PAGE EXTRACT:
E27/CS27 Lab 5: Camera Based Mouse

Ben Mitchell
Dan Crosta
Zach Pezzementi

Abstract

For this project, we implemented a camera-based mouse system. We used r-g color histograms to do thresholding on an image, and then processed that image to find hands in a pointing configuration. For this task we found that using oriented and scaled versions of he captured image improved the pointing accuracy of the system. Having found such a hand, we used median and Kalman filters to smooth the motion, and had the mouse cursor move on the screen according to the movement of the fingertip in the image. We also allowed a user to send a left click by extending the thumb from the standard pointing position.

Thresholding

In order to separate hands from the background, we used histograms in the rg colorspace. This space in intensity invariant, which helps compensate for the fact that the cameras used had an auto-balance feature which could not be turned off. Also, it was discovered that a light colored background actually worked better than a dark one; because of the greater similarity of hand to background, the cameras did not change their white/contrast/brightness balances as much, which made thresholding easier.

PROVIDED DATA:
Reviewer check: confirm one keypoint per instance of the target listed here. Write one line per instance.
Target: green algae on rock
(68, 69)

SET TASK 1: Can you repeat the passage of the camera-based mouse lab report starting at "Ben Mitchell" and ending at "standard pointing position."?
SET TASK 2: Which people are named as authors of the camera-based mouse lab report?

PROBLEM SOLUTION 1:
Ben Mitchell
Dan Crosta
Zach Pezzementi

Abstract

For this project, we implemented a camera-based mouse system. We used r-g color histograms to do thresholding on an image, and then processed that image to find hands in a pointing configuration. For this task we found that using oriented and scaled versions of he captured image improved the pointing accuracy of the system. Having found such a hand, we used median and Kalman filters to smooth the motion, and had the mouse cursor move on the screen according to the movement of the fingertip in the image. We also allowed a user to send a left click by extending the thumb from the standard pointing position.

PROBLEM SOLUTION 2: Ben Mitchell, Dan Crosta, and Zach Pezzementi.